# [What the task asks]
Output the passage on the polymer's thermal and phase behavior word for word, in full.

As shown in Fig. S9 in ESI,† the 5% weight loss temperature of the polymer is 376 °C, indicating that the polymer exhibits an excellent thermal stability. Fig. 3 shows the first heating, first cooling, and second heating thermograms from DSC measurements. The first heating curve shows that the glass transition occurs at about 53 °C with a small change in heat flow, possibly due to the rigidity of the polymer chains leading to slow glass transition kinetics.²³ The endothermic peak at about 90 °C with an enthalpic change of 3.76 J g⁻¹ (4.93 kJ mol⁻¹ POSS) in the second heating process may be related to the melting of the POSS crystal. The peak at 150–170 °C with a smaller enthalpic change in heat flow during heating may correspond to the isotropization of PNb10POSS.

Fig. 3 DSC traces of the polymer in a nitrogen atmosphere.

Phase structures of the polymer

Phase behavior was also examined by PLM, as shown in Fig. 4. The polymer shows strong birefringence at temperatures below 165 °C, which indicates a possible LC phase. Some of the micrographs at low temperatures show spherulite-like textures, possibly owing to the crystallized POSS moieties.

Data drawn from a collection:
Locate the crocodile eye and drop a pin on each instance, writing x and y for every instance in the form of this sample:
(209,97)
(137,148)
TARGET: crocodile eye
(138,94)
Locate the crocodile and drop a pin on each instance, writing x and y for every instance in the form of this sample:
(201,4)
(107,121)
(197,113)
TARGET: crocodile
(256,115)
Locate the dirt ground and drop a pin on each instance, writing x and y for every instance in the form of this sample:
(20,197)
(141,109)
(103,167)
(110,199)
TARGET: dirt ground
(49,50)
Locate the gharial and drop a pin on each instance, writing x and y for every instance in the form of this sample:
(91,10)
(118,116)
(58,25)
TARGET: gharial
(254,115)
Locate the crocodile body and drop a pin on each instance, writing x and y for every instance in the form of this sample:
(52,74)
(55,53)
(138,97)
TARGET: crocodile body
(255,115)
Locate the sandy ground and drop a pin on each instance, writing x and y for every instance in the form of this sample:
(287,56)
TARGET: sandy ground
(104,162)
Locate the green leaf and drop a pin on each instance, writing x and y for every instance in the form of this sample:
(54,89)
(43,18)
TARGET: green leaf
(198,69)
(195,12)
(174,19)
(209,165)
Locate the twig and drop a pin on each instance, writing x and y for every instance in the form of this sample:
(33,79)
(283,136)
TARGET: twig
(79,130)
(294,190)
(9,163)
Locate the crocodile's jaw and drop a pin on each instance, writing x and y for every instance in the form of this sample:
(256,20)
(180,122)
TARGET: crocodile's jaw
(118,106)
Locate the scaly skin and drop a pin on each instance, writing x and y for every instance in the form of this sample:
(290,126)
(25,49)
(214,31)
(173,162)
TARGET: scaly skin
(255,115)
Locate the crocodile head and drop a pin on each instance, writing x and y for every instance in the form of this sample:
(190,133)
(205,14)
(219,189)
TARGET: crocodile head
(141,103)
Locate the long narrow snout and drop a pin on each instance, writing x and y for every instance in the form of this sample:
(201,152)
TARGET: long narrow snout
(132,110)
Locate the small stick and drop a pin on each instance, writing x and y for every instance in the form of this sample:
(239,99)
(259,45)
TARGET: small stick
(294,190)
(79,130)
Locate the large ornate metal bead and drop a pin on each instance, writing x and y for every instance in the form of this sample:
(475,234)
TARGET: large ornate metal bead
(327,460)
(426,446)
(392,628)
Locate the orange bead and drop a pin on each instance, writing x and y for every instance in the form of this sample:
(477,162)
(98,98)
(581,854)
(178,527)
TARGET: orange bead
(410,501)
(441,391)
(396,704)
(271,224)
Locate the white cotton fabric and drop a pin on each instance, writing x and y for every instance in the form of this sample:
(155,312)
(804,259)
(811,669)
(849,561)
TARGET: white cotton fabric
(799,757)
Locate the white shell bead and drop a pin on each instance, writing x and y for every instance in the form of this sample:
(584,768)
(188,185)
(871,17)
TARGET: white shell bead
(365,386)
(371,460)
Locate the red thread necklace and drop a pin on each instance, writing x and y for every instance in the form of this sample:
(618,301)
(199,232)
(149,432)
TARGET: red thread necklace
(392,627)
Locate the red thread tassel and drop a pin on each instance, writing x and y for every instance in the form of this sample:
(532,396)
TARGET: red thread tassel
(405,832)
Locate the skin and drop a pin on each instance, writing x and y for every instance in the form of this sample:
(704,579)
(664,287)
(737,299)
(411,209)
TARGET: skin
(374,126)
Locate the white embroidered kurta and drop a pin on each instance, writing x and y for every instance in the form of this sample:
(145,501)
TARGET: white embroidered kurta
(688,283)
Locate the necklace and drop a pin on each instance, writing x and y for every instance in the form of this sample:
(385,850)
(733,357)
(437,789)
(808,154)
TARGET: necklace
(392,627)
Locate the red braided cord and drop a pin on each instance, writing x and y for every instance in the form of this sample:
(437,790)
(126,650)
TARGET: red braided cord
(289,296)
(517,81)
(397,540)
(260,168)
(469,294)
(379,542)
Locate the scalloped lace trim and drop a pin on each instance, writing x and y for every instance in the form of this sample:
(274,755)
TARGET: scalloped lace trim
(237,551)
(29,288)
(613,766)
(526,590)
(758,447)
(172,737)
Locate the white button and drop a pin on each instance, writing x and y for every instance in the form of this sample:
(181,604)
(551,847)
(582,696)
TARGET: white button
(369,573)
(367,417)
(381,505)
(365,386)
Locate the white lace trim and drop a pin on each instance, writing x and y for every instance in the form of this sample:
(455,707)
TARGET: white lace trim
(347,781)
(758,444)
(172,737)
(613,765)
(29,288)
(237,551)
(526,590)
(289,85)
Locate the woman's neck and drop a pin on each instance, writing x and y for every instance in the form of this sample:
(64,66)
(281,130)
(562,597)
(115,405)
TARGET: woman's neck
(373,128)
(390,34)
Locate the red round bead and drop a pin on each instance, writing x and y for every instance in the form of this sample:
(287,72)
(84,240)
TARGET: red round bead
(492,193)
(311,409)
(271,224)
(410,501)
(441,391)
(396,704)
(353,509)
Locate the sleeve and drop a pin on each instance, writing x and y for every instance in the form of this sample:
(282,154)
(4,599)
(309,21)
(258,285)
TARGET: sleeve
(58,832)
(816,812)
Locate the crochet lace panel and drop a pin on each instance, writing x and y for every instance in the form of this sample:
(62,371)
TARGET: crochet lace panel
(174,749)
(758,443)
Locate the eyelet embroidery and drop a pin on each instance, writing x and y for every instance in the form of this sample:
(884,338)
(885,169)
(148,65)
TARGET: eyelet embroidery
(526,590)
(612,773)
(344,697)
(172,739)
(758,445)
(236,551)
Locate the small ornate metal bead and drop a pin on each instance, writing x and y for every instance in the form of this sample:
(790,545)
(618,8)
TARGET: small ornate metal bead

# [Expected output]
As shown in Fig. S9 in ESI,† the 5% weight loss temperature of the polymer is 376 °C, indicating that the polymer exhibits an excellent thermal stability. Fig. 3 shows the first heating, first cooling, and second heating thermograms from DSC measurements. The first heating curve shows that the glass transition occurs at about 53 °C with a small change in heat flow, possibly due to the rigidity of the polymer chains leading to slow glass transition kinetics.²³ The endothermic peak at about 90 °C with an enthalpic change of 3.76 J g⁻¹ (4.93 kJ mol⁻¹ POSS) in the second heating process may be related to the melting of the POSS crystal. The peak at 150–170 °C with a smaller enthalpic change in heat flow during heating may correspond to the isotropization of PNb10POSS.

Fig. 3 DSC traces of the polymer in a nitrogen atmosphere.

Phase structures of the polymer

Phase behavior was also examined by PLM, as shown in Fig. 4. The polymer shows strong birefringence at temperatures below 165 °C, which indicates a possible LC phase. Some of the micrographs at low temperatures show spherulite-like textures, possibly owing to the crystallized POSS moieties.